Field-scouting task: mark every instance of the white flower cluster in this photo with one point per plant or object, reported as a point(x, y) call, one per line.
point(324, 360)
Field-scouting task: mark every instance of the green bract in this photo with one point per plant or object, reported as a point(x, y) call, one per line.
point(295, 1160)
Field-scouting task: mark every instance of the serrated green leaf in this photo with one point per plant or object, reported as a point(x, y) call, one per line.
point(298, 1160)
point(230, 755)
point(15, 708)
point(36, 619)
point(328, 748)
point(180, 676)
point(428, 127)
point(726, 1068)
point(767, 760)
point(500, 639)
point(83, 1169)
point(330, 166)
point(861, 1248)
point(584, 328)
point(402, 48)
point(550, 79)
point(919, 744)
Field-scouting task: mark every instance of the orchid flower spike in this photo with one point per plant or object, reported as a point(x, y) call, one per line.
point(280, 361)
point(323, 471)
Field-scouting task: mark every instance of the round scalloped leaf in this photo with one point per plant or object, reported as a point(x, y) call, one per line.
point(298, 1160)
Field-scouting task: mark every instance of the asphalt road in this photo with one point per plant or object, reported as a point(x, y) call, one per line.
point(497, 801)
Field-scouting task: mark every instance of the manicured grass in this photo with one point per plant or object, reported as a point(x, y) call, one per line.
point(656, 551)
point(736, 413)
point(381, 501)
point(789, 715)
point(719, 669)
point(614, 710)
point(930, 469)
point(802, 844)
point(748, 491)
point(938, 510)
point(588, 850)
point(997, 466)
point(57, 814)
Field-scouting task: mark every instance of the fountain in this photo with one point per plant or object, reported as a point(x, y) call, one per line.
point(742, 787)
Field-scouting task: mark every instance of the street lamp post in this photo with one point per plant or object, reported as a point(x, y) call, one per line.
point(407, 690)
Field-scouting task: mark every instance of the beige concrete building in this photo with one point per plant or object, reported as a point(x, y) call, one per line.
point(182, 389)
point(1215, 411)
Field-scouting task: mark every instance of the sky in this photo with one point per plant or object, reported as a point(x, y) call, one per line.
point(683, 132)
+--
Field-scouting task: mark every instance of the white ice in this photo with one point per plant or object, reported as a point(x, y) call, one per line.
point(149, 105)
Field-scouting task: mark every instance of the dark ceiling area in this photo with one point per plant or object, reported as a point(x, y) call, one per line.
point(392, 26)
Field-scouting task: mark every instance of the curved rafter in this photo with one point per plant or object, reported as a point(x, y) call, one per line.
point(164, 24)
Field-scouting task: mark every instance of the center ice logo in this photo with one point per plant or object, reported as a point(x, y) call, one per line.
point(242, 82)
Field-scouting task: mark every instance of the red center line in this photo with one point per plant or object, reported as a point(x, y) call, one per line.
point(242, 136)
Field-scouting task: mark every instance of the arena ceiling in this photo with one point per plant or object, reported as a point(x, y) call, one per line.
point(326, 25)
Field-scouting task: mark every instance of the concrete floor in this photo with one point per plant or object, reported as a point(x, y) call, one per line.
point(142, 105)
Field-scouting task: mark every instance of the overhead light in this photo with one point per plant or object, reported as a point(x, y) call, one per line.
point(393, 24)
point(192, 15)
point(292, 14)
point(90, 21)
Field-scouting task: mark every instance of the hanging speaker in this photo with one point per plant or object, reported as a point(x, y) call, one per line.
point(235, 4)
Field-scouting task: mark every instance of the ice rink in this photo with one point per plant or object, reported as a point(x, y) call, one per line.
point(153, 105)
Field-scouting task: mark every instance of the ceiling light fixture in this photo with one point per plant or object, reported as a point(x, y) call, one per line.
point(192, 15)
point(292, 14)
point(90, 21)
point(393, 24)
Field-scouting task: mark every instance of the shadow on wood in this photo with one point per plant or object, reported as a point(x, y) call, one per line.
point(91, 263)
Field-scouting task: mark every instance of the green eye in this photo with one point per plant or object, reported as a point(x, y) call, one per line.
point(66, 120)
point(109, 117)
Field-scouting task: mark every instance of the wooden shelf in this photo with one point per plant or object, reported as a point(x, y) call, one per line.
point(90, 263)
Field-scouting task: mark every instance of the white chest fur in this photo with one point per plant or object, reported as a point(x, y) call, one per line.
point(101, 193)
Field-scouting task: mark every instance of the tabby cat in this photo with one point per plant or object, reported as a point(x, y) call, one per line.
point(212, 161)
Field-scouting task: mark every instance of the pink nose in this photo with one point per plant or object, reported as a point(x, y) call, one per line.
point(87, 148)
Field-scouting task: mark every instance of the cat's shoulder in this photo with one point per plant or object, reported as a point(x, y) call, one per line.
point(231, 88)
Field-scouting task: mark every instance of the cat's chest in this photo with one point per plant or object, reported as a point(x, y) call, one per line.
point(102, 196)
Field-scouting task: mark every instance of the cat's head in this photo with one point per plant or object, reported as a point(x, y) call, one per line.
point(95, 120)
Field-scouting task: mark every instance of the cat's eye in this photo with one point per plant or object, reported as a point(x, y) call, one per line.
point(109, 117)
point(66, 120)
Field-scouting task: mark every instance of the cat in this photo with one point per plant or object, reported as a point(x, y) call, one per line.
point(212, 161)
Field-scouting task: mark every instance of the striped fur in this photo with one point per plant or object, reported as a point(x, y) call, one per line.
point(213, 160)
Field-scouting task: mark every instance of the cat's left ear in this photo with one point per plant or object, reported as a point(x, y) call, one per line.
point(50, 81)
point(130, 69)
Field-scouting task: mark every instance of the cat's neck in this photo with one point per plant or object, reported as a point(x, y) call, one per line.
+--
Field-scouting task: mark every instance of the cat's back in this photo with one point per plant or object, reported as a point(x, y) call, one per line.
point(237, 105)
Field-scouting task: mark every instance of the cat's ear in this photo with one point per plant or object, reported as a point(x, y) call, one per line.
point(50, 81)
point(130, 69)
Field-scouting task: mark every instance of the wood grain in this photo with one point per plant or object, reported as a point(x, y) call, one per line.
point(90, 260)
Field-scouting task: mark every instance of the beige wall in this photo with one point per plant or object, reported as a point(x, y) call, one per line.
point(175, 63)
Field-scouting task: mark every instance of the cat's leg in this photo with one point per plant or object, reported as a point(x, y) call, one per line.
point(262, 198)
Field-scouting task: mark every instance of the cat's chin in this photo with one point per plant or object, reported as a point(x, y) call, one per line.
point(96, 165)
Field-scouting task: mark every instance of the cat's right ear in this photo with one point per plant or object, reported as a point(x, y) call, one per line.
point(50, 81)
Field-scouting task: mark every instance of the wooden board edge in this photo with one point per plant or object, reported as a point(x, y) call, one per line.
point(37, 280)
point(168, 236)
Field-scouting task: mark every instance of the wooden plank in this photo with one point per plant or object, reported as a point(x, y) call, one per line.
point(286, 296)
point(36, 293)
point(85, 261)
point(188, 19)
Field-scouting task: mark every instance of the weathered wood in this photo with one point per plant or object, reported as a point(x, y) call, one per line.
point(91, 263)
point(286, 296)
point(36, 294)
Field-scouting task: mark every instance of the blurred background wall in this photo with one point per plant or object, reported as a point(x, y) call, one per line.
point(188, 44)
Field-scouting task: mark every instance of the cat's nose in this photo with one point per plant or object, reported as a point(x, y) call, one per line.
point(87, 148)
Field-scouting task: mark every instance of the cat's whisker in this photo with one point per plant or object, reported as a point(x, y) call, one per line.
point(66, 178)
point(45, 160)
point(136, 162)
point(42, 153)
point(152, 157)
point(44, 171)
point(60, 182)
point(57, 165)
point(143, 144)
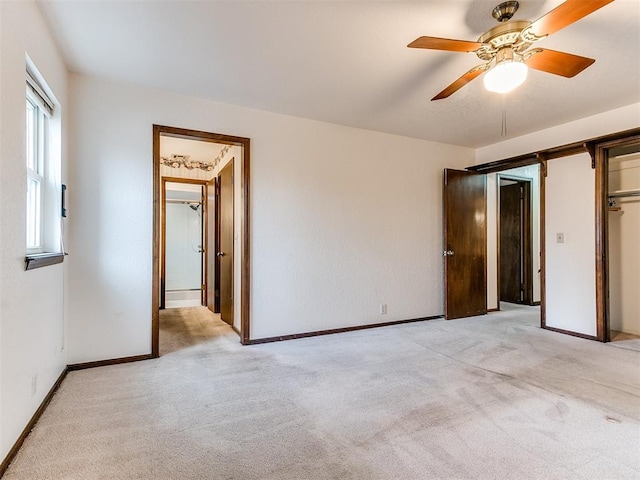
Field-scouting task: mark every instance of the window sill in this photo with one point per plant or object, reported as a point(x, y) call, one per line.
+--
Directions
Please repeat every line of the material from the line containing "Field-scouting task: mark every instance of the wooden shelf" through the line containing "point(90, 263)", both included, and shift each coordinate in the answers by adding 130 to it. Leave all other text on those lines unchanged.

The reply
Field-scouting task: mark every instance of the wooden shelf in this photo with one point per plant or object, reported as a point(x, y) call, one per line.
point(220, 393)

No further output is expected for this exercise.